Starting at the line with "Habitat-census task: mark the bmw", transcribe each line through the final one, both included, and add nothing.
>> Begin DATA TO PROCESS
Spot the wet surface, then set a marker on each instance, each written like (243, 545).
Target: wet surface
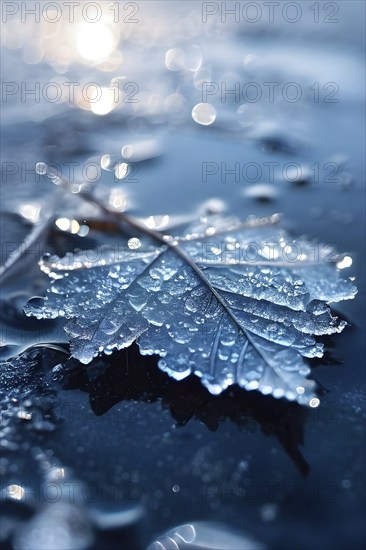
(118, 446)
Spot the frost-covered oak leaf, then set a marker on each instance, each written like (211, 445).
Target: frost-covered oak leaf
(229, 302)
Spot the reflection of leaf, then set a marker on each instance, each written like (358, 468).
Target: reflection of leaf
(232, 303)
(127, 376)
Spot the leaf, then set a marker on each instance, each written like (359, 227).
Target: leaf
(232, 303)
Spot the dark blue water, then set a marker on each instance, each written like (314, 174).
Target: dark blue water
(122, 434)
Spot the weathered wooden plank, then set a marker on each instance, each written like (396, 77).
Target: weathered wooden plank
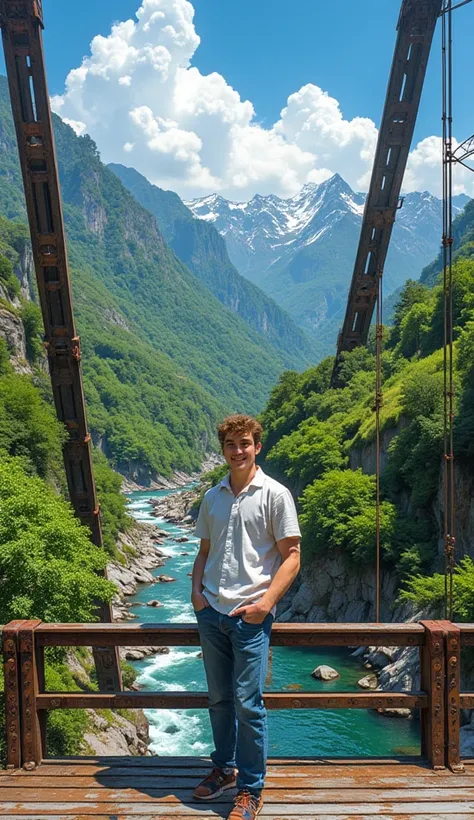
(199, 700)
(64, 775)
(121, 811)
(333, 771)
(213, 815)
(306, 796)
(170, 780)
(158, 760)
(187, 634)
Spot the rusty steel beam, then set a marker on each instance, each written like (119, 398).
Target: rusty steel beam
(453, 702)
(11, 667)
(22, 24)
(433, 671)
(30, 729)
(148, 634)
(200, 700)
(416, 27)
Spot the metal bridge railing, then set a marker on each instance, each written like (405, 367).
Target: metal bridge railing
(439, 699)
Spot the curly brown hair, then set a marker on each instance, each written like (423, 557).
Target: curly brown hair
(239, 423)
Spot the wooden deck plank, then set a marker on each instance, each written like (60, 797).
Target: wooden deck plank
(83, 810)
(293, 781)
(161, 788)
(285, 794)
(212, 816)
(330, 767)
(192, 762)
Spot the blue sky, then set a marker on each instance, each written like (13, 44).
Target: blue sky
(266, 50)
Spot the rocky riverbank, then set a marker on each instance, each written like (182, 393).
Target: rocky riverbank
(178, 479)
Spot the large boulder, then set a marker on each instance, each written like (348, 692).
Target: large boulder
(324, 672)
(368, 682)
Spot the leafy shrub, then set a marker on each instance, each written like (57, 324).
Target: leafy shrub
(48, 565)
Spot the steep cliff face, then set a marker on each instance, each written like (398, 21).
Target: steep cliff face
(334, 590)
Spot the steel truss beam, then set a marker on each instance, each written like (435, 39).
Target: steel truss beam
(22, 24)
(416, 27)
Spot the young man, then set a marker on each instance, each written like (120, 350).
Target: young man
(248, 558)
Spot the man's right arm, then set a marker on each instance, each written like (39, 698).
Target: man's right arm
(199, 601)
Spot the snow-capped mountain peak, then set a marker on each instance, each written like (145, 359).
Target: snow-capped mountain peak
(301, 250)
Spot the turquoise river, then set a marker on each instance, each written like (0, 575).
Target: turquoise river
(291, 732)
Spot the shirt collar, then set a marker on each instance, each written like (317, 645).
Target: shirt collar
(257, 480)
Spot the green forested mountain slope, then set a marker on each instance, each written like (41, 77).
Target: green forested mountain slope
(160, 349)
(314, 434)
(200, 246)
(463, 245)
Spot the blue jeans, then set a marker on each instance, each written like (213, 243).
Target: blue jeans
(235, 657)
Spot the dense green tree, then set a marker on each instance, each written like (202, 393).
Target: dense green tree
(48, 565)
(338, 514)
(306, 454)
(428, 592)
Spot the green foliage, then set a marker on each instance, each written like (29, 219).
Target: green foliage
(65, 727)
(464, 420)
(48, 565)
(338, 513)
(28, 427)
(5, 366)
(208, 480)
(113, 505)
(413, 294)
(306, 454)
(428, 593)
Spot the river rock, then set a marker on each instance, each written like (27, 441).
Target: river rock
(303, 600)
(137, 653)
(324, 672)
(393, 712)
(316, 615)
(368, 682)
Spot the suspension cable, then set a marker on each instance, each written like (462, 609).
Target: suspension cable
(378, 407)
(447, 10)
(448, 402)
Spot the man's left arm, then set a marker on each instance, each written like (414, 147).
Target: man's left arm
(290, 554)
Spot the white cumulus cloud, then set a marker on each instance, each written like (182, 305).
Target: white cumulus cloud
(138, 95)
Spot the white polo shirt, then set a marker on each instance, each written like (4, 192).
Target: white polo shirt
(243, 531)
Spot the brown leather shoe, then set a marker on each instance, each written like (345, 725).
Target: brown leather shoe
(216, 782)
(246, 806)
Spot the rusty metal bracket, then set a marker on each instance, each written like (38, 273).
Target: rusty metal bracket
(11, 667)
(432, 682)
(452, 637)
(30, 730)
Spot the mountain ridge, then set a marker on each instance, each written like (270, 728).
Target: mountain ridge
(200, 246)
(301, 250)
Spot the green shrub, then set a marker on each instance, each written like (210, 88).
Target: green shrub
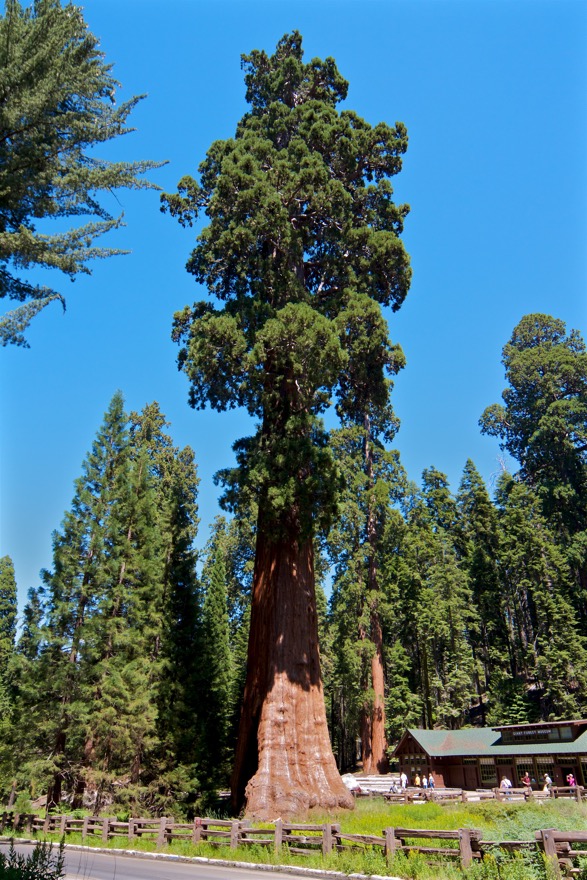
(41, 864)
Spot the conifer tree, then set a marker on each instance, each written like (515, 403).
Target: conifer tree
(477, 532)
(303, 238)
(543, 424)
(435, 599)
(58, 102)
(171, 774)
(216, 672)
(97, 658)
(7, 630)
(547, 651)
(8, 612)
(373, 483)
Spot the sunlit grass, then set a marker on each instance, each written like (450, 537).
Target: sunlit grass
(496, 821)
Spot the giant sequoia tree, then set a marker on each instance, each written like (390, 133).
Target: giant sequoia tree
(302, 239)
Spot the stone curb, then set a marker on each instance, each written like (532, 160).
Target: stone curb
(226, 863)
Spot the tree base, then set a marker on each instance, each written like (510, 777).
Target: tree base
(296, 771)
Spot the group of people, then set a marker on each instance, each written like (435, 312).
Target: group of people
(424, 781)
(506, 784)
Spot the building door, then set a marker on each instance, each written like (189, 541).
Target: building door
(505, 770)
(471, 779)
(566, 769)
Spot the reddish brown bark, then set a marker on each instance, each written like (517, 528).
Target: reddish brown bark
(284, 763)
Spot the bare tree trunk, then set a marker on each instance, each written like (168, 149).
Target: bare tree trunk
(284, 763)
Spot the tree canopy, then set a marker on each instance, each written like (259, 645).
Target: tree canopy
(301, 251)
(57, 102)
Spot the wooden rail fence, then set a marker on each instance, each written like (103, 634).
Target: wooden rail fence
(463, 845)
(459, 795)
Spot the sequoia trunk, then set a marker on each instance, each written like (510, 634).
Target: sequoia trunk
(284, 763)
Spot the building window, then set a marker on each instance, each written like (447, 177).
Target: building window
(487, 771)
(523, 766)
(544, 765)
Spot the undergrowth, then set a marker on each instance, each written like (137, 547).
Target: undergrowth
(496, 821)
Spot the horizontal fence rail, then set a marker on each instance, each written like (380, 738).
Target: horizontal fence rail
(464, 845)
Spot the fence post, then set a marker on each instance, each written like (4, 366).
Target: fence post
(161, 833)
(465, 847)
(390, 843)
(550, 852)
(278, 835)
(326, 839)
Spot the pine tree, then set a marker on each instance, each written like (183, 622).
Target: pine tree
(303, 238)
(373, 483)
(436, 605)
(477, 531)
(547, 647)
(216, 672)
(543, 424)
(8, 612)
(58, 101)
(171, 774)
(7, 631)
(108, 670)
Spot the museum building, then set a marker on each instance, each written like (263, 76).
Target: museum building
(478, 757)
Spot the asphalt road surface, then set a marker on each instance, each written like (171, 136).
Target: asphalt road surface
(102, 866)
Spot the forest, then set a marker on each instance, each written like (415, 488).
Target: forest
(339, 601)
(128, 672)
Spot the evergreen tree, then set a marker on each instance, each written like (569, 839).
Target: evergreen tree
(436, 605)
(172, 772)
(98, 669)
(58, 101)
(478, 547)
(7, 631)
(7, 671)
(373, 483)
(303, 239)
(543, 424)
(547, 652)
(216, 672)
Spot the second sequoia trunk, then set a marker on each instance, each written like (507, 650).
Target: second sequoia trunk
(284, 762)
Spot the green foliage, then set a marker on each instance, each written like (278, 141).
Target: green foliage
(7, 633)
(51, 68)
(543, 424)
(101, 704)
(41, 864)
(302, 248)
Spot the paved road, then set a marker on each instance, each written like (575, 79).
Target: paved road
(101, 866)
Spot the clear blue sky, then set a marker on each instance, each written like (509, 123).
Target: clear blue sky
(493, 93)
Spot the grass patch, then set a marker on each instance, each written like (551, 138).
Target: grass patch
(496, 821)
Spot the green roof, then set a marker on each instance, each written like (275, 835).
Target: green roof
(486, 741)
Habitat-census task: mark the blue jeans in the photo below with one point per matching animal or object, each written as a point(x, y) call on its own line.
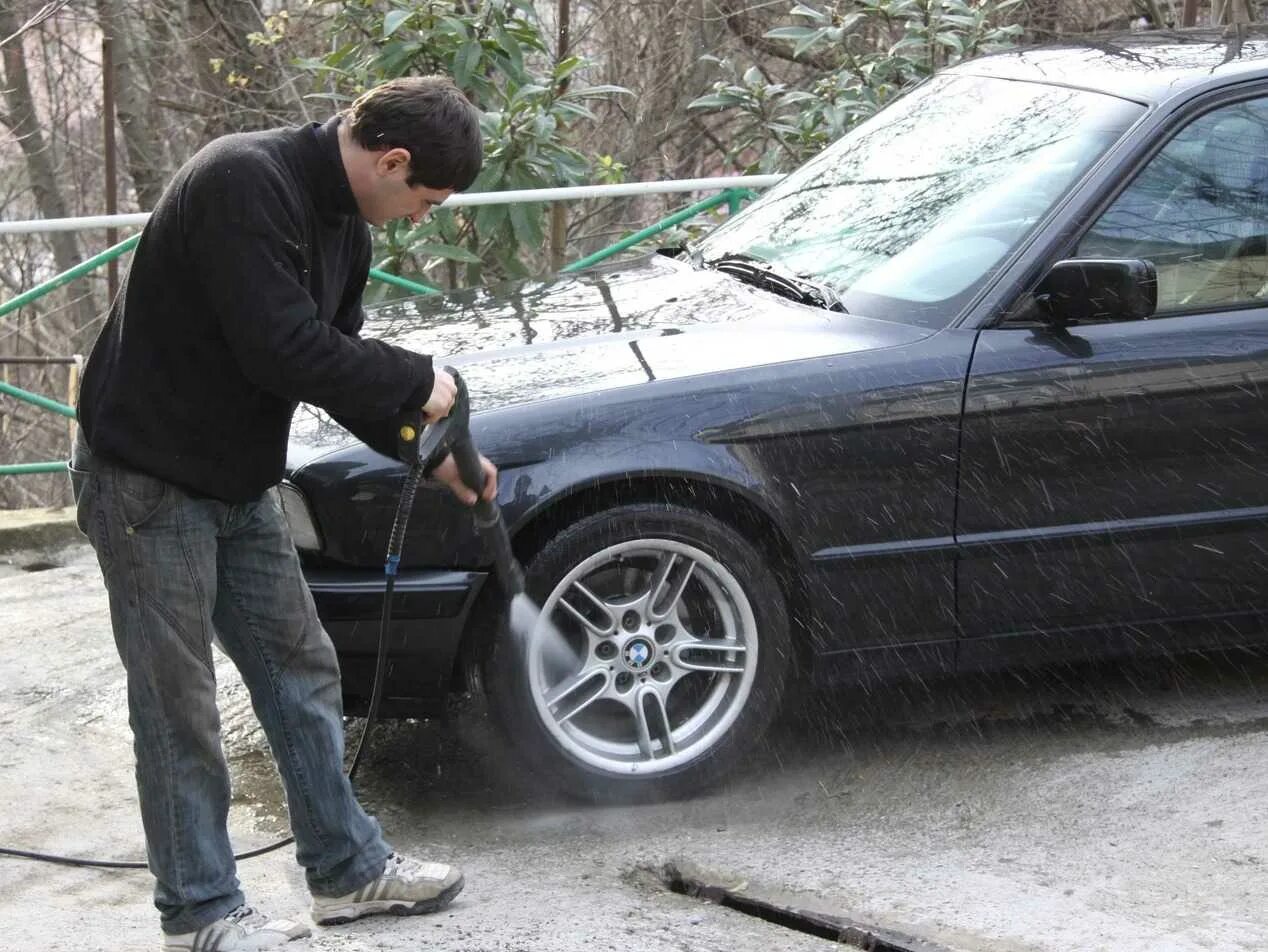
point(180, 571)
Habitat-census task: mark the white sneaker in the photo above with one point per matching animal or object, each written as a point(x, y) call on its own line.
point(406, 887)
point(242, 929)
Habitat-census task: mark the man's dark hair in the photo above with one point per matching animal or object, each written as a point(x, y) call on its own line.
point(431, 119)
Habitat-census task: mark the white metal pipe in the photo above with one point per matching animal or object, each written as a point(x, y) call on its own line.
point(74, 225)
point(479, 198)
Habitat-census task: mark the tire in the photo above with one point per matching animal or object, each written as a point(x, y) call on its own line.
point(666, 677)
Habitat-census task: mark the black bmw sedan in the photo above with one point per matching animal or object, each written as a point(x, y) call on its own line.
point(984, 383)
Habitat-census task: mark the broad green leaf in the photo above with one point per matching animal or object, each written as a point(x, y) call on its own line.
point(719, 100)
point(790, 33)
point(490, 218)
point(566, 67)
point(452, 252)
point(573, 109)
point(803, 10)
point(393, 20)
point(512, 50)
point(465, 62)
point(592, 91)
point(809, 42)
point(526, 223)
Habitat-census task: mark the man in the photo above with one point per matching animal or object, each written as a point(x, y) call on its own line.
point(242, 299)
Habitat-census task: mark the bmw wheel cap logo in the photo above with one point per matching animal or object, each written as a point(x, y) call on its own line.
point(638, 653)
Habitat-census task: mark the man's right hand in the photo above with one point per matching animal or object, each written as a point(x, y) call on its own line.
point(441, 399)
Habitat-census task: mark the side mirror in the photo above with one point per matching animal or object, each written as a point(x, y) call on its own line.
point(1084, 289)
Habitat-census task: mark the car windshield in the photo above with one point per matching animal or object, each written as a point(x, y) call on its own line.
point(911, 212)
>> End DATA TO PROCESS
▶ WRITTEN RESPONSE:
Habitat-census task: mark the bmw wheel cap logo in the photo above with one point per matching animal or object, each written as a point(x, y) call on its own line.
point(638, 653)
Habitat-census task: mark the man's right hand in the photo above with one point per matching animal or object, each written as a point(x, y) call on its own line.
point(441, 399)
Habitat-census task: mark the side mirror in the photo above with one point per matching animal or object, each written as a point(x, y) call on its own line.
point(1084, 289)
Habitat-census task: mark the car windshield in the photo above with one point per matching animal or object, each written as a point(x, y) call on its own line.
point(911, 212)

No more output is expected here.